Task objective:
Starting with the line that contains "Target: small green plant" and going on through the last line of the rows below, render those lines as a JSON list of strings, one string per line, with blank lines left out.
= = =
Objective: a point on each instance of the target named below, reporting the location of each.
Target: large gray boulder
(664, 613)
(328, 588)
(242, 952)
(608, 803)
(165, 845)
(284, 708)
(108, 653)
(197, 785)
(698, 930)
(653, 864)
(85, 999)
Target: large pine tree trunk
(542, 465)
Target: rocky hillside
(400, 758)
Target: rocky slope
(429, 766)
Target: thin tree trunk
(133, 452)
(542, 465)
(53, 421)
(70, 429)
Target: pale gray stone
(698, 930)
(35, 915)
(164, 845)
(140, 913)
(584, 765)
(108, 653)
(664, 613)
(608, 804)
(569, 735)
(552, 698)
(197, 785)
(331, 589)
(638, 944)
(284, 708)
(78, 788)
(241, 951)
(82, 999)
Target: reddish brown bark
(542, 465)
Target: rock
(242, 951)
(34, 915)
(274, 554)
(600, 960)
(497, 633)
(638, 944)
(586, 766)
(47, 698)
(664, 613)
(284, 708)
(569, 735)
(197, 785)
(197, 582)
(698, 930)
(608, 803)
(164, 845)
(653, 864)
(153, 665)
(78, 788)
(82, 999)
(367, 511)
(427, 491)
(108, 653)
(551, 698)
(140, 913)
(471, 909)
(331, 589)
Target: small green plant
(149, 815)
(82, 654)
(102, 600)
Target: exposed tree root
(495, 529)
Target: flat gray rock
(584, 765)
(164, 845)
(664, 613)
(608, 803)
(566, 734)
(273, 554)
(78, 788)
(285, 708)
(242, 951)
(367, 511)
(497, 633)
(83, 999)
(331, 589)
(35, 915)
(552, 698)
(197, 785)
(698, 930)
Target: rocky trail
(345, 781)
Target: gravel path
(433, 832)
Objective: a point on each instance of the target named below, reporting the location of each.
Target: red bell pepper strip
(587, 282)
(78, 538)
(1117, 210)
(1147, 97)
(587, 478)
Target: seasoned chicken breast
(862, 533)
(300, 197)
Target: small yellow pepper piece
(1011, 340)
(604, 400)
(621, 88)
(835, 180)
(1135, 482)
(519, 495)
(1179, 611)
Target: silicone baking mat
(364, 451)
= = =
Correct answer:
[
  "Target: small green plant",
  "(149, 815)",
  "(82, 654)",
  "(102, 600)",
  "Target: exposed tree root",
  "(495, 529)",
  "Target: flat gray rock",
  "(584, 765)",
  "(164, 845)",
  "(664, 613)",
  "(608, 803)",
  "(566, 734)",
  "(273, 554)",
  "(78, 788)",
  "(285, 708)",
  "(242, 951)",
  "(367, 511)",
  "(497, 633)",
  "(83, 999)",
  "(331, 589)",
  "(35, 915)",
  "(552, 698)",
  "(197, 785)",
  "(698, 930)",
  "Target: rocky trail",
  "(345, 781)",
  "Target: gravel path",
  "(433, 832)",
  "Objective: a point on each instance of the target named below, reporting the location of each.",
  "Target: red bell pepper strip",
  "(587, 282)",
  "(78, 538)",
  "(1117, 210)",
  "(1147, 97)",
  "(587, 478)",
  "Target: seasoned chicken breast",
  "(862, 533)",
  "(300, 197)",
  "Target: small yellow pepper piece",
  "(1011, 340)",
  "(604, 400)",
  "(621, 88)",
  "(835, 180)",
  "(1135, 482)",
  "(519, 495)",
  "(1179, 611)",
  "Target: silicone baking mat",
  "(364, 451)"
]